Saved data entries

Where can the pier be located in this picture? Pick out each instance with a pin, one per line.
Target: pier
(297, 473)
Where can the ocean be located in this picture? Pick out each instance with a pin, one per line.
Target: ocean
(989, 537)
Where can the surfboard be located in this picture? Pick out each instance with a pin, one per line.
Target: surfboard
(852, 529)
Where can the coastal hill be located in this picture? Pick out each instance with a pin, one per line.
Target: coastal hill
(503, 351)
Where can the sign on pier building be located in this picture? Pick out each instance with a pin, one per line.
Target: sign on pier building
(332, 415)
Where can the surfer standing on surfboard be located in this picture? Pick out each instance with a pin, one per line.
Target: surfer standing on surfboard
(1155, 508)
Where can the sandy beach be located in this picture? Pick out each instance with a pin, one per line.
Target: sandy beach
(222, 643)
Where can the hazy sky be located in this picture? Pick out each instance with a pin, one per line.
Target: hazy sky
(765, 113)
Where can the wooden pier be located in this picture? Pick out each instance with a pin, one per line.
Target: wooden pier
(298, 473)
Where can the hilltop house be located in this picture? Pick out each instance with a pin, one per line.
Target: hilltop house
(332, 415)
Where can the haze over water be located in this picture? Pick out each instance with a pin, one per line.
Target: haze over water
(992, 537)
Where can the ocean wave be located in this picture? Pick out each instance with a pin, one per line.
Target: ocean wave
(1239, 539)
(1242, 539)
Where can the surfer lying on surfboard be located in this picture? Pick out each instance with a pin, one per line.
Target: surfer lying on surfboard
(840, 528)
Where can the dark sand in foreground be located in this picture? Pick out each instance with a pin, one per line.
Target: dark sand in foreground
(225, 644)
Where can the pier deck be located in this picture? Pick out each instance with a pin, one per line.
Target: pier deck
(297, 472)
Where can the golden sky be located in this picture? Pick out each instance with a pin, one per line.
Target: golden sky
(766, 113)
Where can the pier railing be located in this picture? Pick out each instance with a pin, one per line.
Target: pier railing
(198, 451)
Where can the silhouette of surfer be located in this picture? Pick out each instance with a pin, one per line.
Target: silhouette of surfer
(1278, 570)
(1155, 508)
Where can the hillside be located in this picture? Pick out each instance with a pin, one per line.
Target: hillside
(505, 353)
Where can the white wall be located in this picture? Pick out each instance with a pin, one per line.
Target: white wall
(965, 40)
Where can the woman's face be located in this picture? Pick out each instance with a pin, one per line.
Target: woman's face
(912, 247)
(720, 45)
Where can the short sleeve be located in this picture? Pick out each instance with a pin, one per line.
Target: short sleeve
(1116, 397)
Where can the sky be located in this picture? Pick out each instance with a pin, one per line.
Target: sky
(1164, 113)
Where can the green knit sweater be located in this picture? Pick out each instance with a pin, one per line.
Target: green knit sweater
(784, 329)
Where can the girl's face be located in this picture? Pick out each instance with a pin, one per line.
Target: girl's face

Required work =
Reproduce every one of the rows above verbatim, keeping each line as it appears.

Finished task =
Where can the pier be located in this picture? Pick out each instance with a pin, one per line.
Target: pier
(297, 473)
Where can the ocean be located in this picture? Pick out each instance with a pin, one per line.
Target: ocean
(989, 537)
Where can the surfboard be located in this picture? Pick out each instance with a pin, one per line.
Target: surfboard
(852, 529)
Where can the coastal hill be located in this picture? Pick out each instance with a pin, one per line.
Target: coastal hill
(503, 351)
Where can the sign on pier building be located in this picture? Pick out each instance with a pin, one per line.
Target: sign on pier building
(332, 415)
Where can the surfer standing on surfboard be located in this picture? Pick out each instance with a pin, one per line.
Target: surfer standing on surfboard
(1155, 508)
Where can the sandy beach be located in this picture? Pick out each instance with a pin, one per line.
Target: sandy beach
(222, 643)
Where can the hazy sky be located in this picture? Pick out each instance with a pin, one per line.
Target: hazy sky
(765, 113)
Where can the wooden pier be located in this picture? Pick out each instance with a pin, one per line.
Target: wooden pier
(298, 473)
Where can the hilltop house be located in this picture? Pick out each instance with a pin, one per line.
Target: hilltop house
(332, 415)
Where can the haze over water be located in this picture? Pick out each instance with a pin, one per line.
Target: haze over water
(992, 537)
Where can the ocean wave be located in this picture? Pick out each instance with a pin, one per line.
Target: ocean wave
(1239, 539)
(1242, 539)
Where can the surfer lying on surfboard be located in this picture? Pick out each instance with a pin, one per line.
Target: surfer lying on surfboard
(840, 528)
Where can the dark sand in foreground be located in this picture? Pick out each instance with a pin, one per line.
Target: dark sand in foreground
(225, 644)
Where can the pier deck be located in this picture? Pick out each instance with a pin, one per line.
Target: pier deck
(297, 472)
Where can the golden sky be located in this picture? Pick out each instance with a pin, one per line.
Target: golden sky
(766, 113)
Where can the pier railing be located in this picture? Pick out each instance with a pin, one per line.
Target: pier railing
(198, 451)
Where can the silhouette of surfer be located in this picture? Pick out each instance with a pin, one per line.
Target: silhouette of surfer
(1278, 570)
(1155, 508)
Where can the hillside be located in this picture? Pick out each instance with a pin, one per line.
Target: hillside
(505, 353)
Where can the white wall be located in this picture? Pick out each instance with a pin, one per line.
Target: white wall
(965, 40)
Where can the woman's face be located in this picture? Pick out each instance with a pin, one per line.
Target: woman's face
(912, 247)
(720, 45)
Where can the short sleeve be located in this picture? Pick out each instance with a pin, one per line.
Target: short sleeve
(1116, 397)
Where can the sky be located in this picture? Pick out each instance with a pin, one per line.
Target: sky
(1164, 113)
Where can the green knit sweater be located in this picture? Pick out each instance with a pin, one per line.
Target: green knit sweater
(784, 329)
Where can the girl's face be located in this picture? Pick out each instance with a pin, one per line.
Target: girl's face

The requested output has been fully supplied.